(Extracted data Opens)

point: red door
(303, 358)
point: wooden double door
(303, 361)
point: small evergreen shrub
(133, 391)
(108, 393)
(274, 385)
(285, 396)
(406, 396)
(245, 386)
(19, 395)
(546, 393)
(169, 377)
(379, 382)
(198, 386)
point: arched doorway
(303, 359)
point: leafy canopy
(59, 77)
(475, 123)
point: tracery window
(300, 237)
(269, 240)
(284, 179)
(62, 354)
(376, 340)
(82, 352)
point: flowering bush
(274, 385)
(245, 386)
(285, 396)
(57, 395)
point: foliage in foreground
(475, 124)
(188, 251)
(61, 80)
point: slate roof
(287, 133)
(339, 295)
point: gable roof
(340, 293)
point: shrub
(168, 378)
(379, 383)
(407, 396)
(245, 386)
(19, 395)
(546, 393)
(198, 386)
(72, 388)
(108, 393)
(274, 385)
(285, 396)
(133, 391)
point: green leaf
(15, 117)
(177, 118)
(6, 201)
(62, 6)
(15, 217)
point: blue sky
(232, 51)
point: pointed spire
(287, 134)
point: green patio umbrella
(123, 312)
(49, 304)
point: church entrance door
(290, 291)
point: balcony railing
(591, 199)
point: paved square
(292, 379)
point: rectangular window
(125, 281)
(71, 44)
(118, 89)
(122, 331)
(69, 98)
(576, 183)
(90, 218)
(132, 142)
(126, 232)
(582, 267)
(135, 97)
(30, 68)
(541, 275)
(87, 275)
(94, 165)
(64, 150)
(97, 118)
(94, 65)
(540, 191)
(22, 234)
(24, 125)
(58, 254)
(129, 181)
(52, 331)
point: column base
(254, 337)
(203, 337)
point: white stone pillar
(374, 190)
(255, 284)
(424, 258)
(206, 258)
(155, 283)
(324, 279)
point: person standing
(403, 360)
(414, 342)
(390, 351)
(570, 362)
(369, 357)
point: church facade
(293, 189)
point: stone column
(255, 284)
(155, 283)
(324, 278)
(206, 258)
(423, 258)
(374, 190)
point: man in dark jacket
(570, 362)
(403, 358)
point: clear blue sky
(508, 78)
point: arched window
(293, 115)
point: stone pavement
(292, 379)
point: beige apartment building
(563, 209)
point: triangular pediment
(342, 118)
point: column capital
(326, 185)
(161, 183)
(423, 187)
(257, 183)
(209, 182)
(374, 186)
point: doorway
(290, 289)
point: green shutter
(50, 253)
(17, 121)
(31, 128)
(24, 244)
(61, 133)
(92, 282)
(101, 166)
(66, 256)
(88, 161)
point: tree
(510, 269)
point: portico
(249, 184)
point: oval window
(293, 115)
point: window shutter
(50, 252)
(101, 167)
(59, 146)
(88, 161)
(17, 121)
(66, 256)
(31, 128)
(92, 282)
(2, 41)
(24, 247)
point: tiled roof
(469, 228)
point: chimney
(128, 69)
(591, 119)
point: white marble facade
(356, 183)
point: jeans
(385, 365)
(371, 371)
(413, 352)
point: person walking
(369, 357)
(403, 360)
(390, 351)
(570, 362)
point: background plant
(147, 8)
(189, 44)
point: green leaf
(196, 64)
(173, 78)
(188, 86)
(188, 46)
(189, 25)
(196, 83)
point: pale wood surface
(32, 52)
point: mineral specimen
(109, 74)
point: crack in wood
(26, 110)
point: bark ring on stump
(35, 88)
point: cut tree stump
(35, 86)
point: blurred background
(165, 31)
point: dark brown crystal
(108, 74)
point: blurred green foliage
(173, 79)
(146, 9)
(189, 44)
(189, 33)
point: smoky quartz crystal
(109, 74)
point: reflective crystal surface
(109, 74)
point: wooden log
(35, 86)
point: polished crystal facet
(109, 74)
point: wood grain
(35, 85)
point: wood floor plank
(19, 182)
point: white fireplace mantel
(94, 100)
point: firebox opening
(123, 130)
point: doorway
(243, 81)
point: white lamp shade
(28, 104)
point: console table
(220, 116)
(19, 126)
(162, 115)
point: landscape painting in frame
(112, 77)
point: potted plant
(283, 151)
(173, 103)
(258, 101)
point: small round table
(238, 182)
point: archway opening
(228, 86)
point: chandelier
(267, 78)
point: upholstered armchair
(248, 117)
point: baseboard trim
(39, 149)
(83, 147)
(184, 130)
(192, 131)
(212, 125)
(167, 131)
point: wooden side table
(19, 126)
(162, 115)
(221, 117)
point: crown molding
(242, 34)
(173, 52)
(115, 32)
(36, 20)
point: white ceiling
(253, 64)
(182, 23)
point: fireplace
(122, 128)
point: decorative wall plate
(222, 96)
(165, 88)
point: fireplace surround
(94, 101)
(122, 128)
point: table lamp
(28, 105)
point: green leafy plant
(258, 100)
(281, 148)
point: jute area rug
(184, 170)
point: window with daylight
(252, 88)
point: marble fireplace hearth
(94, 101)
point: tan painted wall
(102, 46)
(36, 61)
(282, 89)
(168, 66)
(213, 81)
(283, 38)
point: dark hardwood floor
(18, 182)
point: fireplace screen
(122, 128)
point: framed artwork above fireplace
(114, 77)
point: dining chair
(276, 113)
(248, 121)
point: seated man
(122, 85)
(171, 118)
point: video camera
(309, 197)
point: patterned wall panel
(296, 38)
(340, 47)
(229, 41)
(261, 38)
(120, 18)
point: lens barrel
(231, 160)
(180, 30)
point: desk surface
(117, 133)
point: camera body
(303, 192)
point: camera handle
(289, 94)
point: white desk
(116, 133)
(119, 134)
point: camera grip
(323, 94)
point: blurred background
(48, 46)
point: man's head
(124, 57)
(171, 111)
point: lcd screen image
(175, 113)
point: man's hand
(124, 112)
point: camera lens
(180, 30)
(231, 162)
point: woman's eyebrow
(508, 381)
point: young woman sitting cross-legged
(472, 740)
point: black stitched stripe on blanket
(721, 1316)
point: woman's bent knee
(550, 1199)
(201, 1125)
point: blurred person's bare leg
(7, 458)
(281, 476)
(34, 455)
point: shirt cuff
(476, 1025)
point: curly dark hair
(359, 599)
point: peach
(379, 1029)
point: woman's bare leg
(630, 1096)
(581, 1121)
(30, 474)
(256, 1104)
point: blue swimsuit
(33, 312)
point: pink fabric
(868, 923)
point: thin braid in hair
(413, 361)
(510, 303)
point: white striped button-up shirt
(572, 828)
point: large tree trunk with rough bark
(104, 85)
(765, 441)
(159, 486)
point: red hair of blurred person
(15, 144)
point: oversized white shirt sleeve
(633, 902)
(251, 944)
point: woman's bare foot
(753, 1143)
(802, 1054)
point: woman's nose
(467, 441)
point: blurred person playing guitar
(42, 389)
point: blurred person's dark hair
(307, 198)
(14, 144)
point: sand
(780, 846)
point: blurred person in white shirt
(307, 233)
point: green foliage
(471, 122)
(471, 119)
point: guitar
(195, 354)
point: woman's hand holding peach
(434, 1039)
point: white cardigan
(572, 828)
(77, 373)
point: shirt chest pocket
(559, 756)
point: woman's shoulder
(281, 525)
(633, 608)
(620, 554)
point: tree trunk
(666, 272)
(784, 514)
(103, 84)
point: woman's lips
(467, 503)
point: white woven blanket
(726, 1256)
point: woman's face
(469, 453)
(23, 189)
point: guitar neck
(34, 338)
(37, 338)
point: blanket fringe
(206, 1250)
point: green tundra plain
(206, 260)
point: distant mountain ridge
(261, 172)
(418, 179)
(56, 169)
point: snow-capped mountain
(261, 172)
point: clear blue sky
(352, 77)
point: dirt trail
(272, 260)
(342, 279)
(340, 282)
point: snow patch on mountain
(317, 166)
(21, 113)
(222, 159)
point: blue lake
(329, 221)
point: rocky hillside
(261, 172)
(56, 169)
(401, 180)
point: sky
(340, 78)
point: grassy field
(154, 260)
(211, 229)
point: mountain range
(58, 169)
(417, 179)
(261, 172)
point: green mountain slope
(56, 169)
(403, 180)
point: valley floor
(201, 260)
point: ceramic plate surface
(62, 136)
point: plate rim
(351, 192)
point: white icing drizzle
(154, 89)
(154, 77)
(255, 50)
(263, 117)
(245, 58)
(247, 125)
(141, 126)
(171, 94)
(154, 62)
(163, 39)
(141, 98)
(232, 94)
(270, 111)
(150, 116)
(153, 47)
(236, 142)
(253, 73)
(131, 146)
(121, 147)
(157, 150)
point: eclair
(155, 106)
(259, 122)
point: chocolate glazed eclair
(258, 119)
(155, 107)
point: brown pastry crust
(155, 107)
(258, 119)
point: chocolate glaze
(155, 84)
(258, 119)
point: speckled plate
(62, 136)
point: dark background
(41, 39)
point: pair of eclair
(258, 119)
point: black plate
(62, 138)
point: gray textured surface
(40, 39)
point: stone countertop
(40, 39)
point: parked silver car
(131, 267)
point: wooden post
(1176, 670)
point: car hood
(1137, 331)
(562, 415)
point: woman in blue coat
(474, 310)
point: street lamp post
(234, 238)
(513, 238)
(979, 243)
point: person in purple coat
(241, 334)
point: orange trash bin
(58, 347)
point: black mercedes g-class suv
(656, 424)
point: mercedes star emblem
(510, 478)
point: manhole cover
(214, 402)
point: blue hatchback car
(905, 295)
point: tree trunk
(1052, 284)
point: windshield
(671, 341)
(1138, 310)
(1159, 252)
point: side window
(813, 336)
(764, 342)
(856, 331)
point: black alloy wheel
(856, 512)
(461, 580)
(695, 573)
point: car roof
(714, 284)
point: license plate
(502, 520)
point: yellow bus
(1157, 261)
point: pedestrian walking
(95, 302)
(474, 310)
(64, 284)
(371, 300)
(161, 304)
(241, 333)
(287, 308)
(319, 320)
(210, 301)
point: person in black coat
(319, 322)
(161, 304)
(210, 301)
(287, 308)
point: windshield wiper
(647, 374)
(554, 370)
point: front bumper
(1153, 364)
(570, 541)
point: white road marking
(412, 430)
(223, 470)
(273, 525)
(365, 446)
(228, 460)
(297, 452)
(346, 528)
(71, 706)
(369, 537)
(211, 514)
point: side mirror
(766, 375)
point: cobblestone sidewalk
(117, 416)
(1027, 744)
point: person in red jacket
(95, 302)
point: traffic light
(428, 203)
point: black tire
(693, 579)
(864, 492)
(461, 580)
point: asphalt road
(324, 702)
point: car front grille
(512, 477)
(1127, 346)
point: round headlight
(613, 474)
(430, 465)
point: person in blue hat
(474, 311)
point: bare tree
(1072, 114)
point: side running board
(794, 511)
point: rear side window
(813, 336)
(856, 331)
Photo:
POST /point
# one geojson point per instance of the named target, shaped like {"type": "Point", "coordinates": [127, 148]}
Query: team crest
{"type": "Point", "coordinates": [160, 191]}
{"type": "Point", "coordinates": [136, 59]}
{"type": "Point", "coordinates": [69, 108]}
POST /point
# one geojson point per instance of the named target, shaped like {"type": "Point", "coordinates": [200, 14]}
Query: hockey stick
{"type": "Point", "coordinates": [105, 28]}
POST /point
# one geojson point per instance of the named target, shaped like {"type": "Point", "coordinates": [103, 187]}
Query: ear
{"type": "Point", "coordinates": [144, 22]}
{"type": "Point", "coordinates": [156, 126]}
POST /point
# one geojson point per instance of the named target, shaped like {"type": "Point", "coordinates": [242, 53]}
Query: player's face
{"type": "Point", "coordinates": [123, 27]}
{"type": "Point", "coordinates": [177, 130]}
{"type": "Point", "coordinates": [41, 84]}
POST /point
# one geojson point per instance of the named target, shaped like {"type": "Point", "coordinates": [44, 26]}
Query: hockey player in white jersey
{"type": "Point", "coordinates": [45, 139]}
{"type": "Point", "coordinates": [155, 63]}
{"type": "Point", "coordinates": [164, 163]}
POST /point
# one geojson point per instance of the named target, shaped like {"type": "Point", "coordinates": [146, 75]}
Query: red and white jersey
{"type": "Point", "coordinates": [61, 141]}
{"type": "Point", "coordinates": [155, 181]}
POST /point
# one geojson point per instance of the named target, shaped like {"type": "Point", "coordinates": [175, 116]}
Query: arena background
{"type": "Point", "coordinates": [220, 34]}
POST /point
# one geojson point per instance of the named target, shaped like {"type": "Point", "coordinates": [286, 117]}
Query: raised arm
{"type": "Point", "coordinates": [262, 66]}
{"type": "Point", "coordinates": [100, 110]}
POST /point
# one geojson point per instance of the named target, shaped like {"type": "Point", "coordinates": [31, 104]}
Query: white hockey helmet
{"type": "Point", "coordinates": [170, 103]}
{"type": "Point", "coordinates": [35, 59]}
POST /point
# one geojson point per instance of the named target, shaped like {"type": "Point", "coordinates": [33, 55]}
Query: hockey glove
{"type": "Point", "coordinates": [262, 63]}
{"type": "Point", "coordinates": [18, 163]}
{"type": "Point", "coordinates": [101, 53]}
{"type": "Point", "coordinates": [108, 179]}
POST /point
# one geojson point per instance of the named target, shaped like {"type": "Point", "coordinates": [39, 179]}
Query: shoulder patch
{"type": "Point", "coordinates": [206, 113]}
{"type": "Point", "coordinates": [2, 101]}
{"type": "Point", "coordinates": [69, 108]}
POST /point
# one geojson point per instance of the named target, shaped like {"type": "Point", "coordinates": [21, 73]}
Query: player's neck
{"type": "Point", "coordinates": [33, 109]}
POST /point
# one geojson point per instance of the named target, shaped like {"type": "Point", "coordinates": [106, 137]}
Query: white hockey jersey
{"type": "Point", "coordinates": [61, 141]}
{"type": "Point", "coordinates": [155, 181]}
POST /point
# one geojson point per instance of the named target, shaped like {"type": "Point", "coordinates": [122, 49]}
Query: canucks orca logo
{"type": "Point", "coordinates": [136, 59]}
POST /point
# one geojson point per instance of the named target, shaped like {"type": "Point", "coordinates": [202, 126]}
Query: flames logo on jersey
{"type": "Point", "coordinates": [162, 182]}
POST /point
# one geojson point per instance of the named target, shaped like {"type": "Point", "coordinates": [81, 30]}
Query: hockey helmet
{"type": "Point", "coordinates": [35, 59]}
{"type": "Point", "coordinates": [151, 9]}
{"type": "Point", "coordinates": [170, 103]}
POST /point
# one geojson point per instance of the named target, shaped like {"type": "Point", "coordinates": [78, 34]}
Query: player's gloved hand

(Extracted data Closes)

◆ **Task brief**
Nothing but the lines from the line that contains "Query: flames logo on jersey" to the last line of the records above should appear in the answer; please copy them exactly.

◆ **Written response**
Query: flames logo on jersey
{"type": "Point", "coordinates": [162, 182]}
POST /point
# one geojson point per instance of the named target, shaped like {"type": "Point", "coordinates": [81, 30]}
Query: hockey helmet
{"type": "Point", "coordinates": [35, 59]}
{"type": "Point", "coordinates": [151, 9]}
{"type": "Point", "coordinates": [170, 103]}
POST /point
# one geojson point per instance of the named target, shaped like {"type": "Point", "coordinates": [78, 34]}
Query: player's gloved hand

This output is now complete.